According to the CIA’s World Factbook estimates for 2017, only 47 out of 222 countries worldwide are not in a fiscal deficit. The 2008 global financial crisis must take some of the blame for this, particularly in the developed world, but other factors are also at play.
Although the crisis caused debt to skyrocket in many EU countries, the deficit figures posted by these nations are not among the world’s largest. Instead, the following list is occupied with states that have found themselves geographically isolated, ravaged by war or under the jackboot of authoritarian rule.
1 – Timor-Leste (75.7% of GDP)
Sitting on the eastern tip of Timor Island, Timor-Leste (or East Timor) is a little-known nation that lies just under 600km from Australia’s northern coast. Following an often-violent 25-year occupation by Indonesia, in 2002, Timor-Leste became the first new sovereign state to be recognised by the United Nations in the 21stcentury.
The economic outlook was promising in the initial years following independence, with GDP growth rates hitting 64.1 percent in 2004. However, since 2012, development has proved to be wildly inconsistent, with the economy contracting 26 percent in 2014, before expanding 20.9 percent the following year. With estimated revenues of just $300m compared to $2.4bn of expenditure, the World Factbook recorded Timor-Leste’s deficit at 75.7 percent of GDP in 2017.
2 – Kiribati (64.1% of GDP)
Located in the heart of the Pacific Ocean, the Republic of Kiribati is one of the world’s most geographically isolated countries. Consisting of 32 atolls and a solitary raised coral island, Kiribati is considered one of the world’s least developed countries. With the island’s scarce resources virtually exhausted by the time it declared independence from the United Kingdom in 1979, today its economy relies primarily on fishing exports and foreign aid, while its dependence on imports has resulted in a substantial trade deficit. Although GDP growth has remained steady, the country’s eye-watering deficit of 64.1 percent provides substantial concern.
3 – Venezuela (46.1% of GDP)
The downfall of Venezuela has been widely documented. A crash in oil prices – petrochemicals account for nearly all of the country’s exports – meant that the socialist government no longer had the funds to cover its high-spending programme. Rampant hyperinflation (believed to exceeded 2000 percent) has resulted in shop shelves sitting empty and many citizens going hungry. It is estimated that 75 percent of the population lost an average of 19 pounds in 2016 after lacking the required nutrition for a healthy lifestyle. In response to the crisis, Venezuelan President Nicolas Maduro has become increasingly autocratic and has consolidated power in a country now considered a dictatorship.
4 – Libya (25.1% of GDP)
Optimism was high in Libya following the downfall of Colonel Muammar Gaddafi in 2011, but post-dictatorship prosperity has failed to materialise, with successive leaders unable to impose control over a divided, warring nation. Instability has devastated the country’s oil production, Libya’s main source of revenue, and many other key sectors have been left largely unregulated. Without a fully functioning government, the likelihood of Libya reducing its fiscal deficit remains slim.
5 – Brunei (17.3% of GDP)
Not to be confused with the African country of Burundi, Brunei is a minuscule state split into two parts by Malaysia. A British colony until 1984, the country’s economy is supported almost exclusively by oil and gas exports. The government provides free medical care and education despite charging citizens no VAT or income tax. Though GDP per capita remains one of the world’s highest, GDP growth rates have only exceeded four percent once since 1995.

══════════

- **Task set**
1. Reproduce the fiscal deficit article word for word, from "3 – Venezuela" up to and including "(25.1% of GDP)".
2. List every country the fiscal deficit article ranks in its numbered list, with the deficit figure it gives for each.

- **Source information**
══════════

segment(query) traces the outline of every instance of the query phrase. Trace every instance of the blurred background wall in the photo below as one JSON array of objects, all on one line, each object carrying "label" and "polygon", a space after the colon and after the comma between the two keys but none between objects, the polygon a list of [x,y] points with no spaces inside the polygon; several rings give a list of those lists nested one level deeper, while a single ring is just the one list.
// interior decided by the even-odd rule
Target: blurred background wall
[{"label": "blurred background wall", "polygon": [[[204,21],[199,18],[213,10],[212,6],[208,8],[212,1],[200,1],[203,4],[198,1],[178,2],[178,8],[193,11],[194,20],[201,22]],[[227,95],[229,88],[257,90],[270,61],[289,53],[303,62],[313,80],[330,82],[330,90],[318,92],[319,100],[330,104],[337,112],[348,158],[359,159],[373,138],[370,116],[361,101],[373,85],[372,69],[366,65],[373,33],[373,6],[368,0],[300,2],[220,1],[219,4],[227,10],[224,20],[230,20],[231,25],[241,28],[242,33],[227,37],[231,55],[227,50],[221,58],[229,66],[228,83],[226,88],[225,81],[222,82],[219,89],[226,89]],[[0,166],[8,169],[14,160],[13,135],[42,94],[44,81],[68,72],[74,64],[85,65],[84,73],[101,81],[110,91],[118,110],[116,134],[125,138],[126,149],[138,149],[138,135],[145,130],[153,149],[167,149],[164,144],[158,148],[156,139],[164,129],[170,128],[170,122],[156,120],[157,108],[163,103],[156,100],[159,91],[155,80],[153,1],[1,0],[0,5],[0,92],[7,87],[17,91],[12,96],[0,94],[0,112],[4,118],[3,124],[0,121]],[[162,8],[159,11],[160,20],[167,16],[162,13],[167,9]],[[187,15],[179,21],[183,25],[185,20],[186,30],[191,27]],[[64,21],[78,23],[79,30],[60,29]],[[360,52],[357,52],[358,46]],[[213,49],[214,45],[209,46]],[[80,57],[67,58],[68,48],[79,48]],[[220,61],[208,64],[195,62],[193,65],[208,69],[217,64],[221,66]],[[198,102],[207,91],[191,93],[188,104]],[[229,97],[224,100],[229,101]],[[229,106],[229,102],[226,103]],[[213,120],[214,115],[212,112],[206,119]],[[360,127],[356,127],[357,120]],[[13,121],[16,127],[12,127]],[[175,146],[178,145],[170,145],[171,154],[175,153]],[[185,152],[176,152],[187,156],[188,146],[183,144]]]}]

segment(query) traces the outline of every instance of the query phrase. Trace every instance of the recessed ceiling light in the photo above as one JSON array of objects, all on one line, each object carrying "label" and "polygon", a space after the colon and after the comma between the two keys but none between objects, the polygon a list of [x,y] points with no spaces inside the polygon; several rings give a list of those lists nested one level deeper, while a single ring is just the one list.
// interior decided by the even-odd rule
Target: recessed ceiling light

══════════

- **Answers for the exercise**
1.
3 – Venezuela (46.1% of GDP)
The downfall of Venezuela has been widely documented. A crash in oil prices – petrochemicals account for nearly all of the country’s exports – meant that the socialist government no longer had the funds to cover its high-spending programme. Rampant hyperinflation (believed to exceeded 2000 percent) has resulted in shop shelves sitting empty and many citizens going hungry. It is estimated that 75 percent of the population lost an average of 19 pounds in 2016 after lacking the required nutrition for a healthy lifestyle. In response to the crisis, Venezuelan President Nicolas Maduro has become increasingly autocratic and has consolidated power in a country now considered a dictatorship.
4 – Libya (25.1% of GDP)

2.
Timor-Leste (75.7% of GDP)
Kiribati (64.1% of GDP)
Venezuela (46.1% of GDP)
Libya (25.1% of GDP)
Brunei (17.3% of GDP)